Madam Speaker, Werte, Palya, good afternoon and welcome.
Brothers, sisters, fellow Territorians, I offer and pay my respects to the traditional owners, past, present and into the future who, as our first Australians, remain our nation’s rightful custodians and owners.
I pay tribute to the land, the culture, the sea and the deep connection we all have to this place, our home, the Northern Territory.
As I begin my maiden speech today, I offer a deep thanks to Phillip Miller, Creed Joseph Mungkulljarra, Shirlene Campbell and my aunty, Barbara Shaw, for the cultural blessings in our first languages and words of encouragement also providing me a safe passage into this Chamber.
I stand here today humbled by the task before me, grateful for the trust the people of Namatjira has bestowed and mindful of the sacrifices made by our ancestors and elders.
I am Chanston James Paech.
I am the son of a proud Aboriginal woman and a man who was a proud product of multiculturalism, a German immigrant.
I was born in Alice Springs, our nation’s heart and I have grown up in this place.
I have come to understand that Central Australia is like no other.
I have learnt how we are all linked and connected in this place, how Central Australia is a strong place of strong people.
I have grown to understand and know that this is my place; it is a part of who I am.
I am a part of its uniqueness; I am a part of Central Australia—the smell of rain when it hits the hot desert dirt; the endless stars in our enormous skies; the dusty fun of camping out along the Finke Desert Race; watching the mad cowboys at bush races and rodeos like Harts Range and Santa Teresa; or laying in your swag, watching the coals glow in midnight campfires.
These are our experiences; this is our home, and it is a place where everyone feels that special and unique connection to this ancient land.
I am a descendent of the Arrernte and Gurindji peoples, whose lands span from Central Australia to the Victoria River regions.
A man whose family is somewhat similar to that of a dotted canvas, where no two dots are quite the same; whose heritage is seen as strength, not weakness; a man whose family has never discouraged people because of their beliefs.
Although time never stops, we must never forget our past.

* [Task details]:
Continue the maiden speech from the Northern Territory Chamber, picking up right after its final sentence above.

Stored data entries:

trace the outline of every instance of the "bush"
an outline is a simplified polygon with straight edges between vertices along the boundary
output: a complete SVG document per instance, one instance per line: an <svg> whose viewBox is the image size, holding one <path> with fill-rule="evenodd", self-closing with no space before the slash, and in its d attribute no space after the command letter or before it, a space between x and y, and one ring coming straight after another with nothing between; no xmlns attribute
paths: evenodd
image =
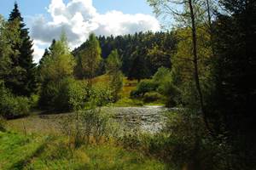
<svg viewBox="0 0 256 170"><path fill-rule="evenodd" d="M0 115L0 132L5 131L4 125L5 125L5 119Z"/></svg>
<svg viewBox="0 0 256 170"><path fill-rule="evenodd" d="M5 88L3 82L0 85L0 116L10 119L28 115L31 107L29 99L15 97Z"/></svg>
<svg viewBox="0 0 256 170"><path fill-rule="evenodd" d="M43 84L39 105L43 109L67 111L83 107L89 99L89 88L83 82L65 78Z"/></svg>
<svg viewBox="0 0 256 170"><path fill-rule="evenodd" d="M144 102L154 102L160 100L162 96L157 92L148 92L145 94L143 101Z"/></svg>
<svg viewBox="0 0 256 170"><path fill-rule="evenodd" d="M103 106L114 101L112 89L103 83L95 85L90 93L90 101L97 106Z"/></svg>
<svg viewBox="0 0 256 170"><path fill-rule="evenodd" d="M143 97L147 92L156 90L157 86L157 83L150 80L142 81L137 84L136 90L131 92L130 96L131 98Z"/></svg>

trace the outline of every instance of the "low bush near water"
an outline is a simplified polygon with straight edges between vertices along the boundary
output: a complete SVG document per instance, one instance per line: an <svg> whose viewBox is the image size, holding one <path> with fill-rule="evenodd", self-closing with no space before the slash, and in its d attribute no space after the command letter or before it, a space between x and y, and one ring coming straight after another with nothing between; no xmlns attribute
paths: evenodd
<svg viewBox="0 0 256 170"><path fill-rule="evenodd" d="M26 97L15 96L0 83L0 116L5 118L15 118L29 114L30 101Z"/></svg>

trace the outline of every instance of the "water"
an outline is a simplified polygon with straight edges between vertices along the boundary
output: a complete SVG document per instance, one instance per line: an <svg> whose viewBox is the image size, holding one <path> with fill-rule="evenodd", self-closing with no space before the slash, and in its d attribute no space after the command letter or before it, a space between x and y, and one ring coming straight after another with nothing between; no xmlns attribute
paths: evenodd
<svg viewBox="0 0 256 170"><path fill-rule="evenodd" d="M141 107L109 107L106 111L113 114L113 118L125 128L139 128L143 131L155 133L165 123L165 112L169 109L164 106L148 105Z"/></svg>

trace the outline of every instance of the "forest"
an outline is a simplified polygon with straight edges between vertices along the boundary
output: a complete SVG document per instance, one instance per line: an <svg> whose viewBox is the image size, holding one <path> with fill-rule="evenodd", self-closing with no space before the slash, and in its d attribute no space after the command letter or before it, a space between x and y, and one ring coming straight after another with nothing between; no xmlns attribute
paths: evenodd
<svg viewBox="0 0 256 170"><path fill-rule="evenodd" d="M63 29L38 63L0 14L0 169L256 169L256 1L147 3L166 29Z"/></svg>

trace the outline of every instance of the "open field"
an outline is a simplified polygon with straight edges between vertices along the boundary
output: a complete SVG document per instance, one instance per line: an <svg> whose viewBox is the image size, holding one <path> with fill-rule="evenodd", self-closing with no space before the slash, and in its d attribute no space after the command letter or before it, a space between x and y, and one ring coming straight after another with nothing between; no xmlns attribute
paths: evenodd
<svg viewBox="0 0 256 170"><path fill-rule="evenodd" d="M112 144L73 149L67 138L0 132L0 169L165 169L160 162Z"/></svg>

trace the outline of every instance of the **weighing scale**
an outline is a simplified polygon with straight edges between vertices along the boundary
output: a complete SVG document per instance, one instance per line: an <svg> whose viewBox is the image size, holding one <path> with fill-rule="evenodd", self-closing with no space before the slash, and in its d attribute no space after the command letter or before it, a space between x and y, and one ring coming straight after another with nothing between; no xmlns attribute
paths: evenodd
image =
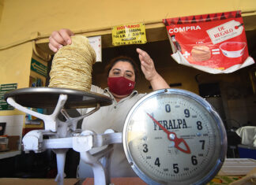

* [Result of this exercise]:
We must not forget the contributions of those who have laid the foundations for our future today.
I pay respects to the founding pioneers of Central Australia, in particular my great-uncle, Walter Smith, and the many Afghan cameleers who have played a vital and positive role in shaping our community’s social fabric.
We have lived, and continue to live, harmoniously together, as one in our community.
Like my family, I intend to weave the pages of history for Central Australia as a progressive politician who fought for positive change for the people of Central Australia and the Northern Territory.
Throughout my life I have been surrounded by people from all walks of life, who have grown with me, inspired me and, most importantly, have taught me the meaning of life and how to overcome hard times.
But no one has inspired me more than grandmother, Barbara Ross, a proud Centralian Aboriginal woman, the daughter of Ada Wade and granddaughter of Topsy Smith.
My grandmother may not have been a profiled or controversial figure, but to me she was everything: the keeper of my stories; the linkage to my culture; my first political contact; a proud Labor unionist.
As a child growing up, I was encouraged by my mothers, fathers, aunties and uncles to dream big, never resist, never denying my imagination the opportunity to create a vision.
Like my childhood I still dream today, I dream that our people, the people from Namatjira will have the same opportunity as people living right across this land.
That dream is becoming a reality; it is starting with me standing here in front of you all today.
It is one of the reasons why I put my hand up to join the Australian Labor Party, to ensure that people living in regional and remote areas in the Northern territory have a strong voice in this chamber, a voice that will advocate for its people, a voice that will reflect its people.
10 years ago something special happened, 10 years ago on my 18th birthday I was given a membership form to join a family with compassion, empathy and commitment.
That family was the Australian Labor Party: a party with a long standing commitment to the disadvantaged of our community, who has stood with Aboriginal people in the hardest of times, when rights have been under attack and living conditions have gone backwards.
I took that card and joined, I have never looked back.
Sure, there are times when I have struggled, when I have questioned why? But I have never been alone, I have always been supported, mentored and encouraged to bloom.
I want every person in the Northern territory to bloom, to unlock their full potential, to be the people they want to be.
I believe the community has a strong and real voice and we deserve to have our voice heard.
In a nutshell, I believe in Central Australia and by working together we create a strong future.
I want things to change, and change for the better.
I do not want to just sit and hope things change.
I do not want to just talk about changing things.
I want to be a part of a team that will change.
I want to make sure all Territorians can be part of making this change happen.
Change in our communities, so our people are not waiting months to have a broken toilet fixed.
Change in the way we develop the bush so we realise its economic potential and support its development by properly resourcing roads and transport links so that cattle can get to markets, families can get to town and home again, and visitors can get out and see our great regions.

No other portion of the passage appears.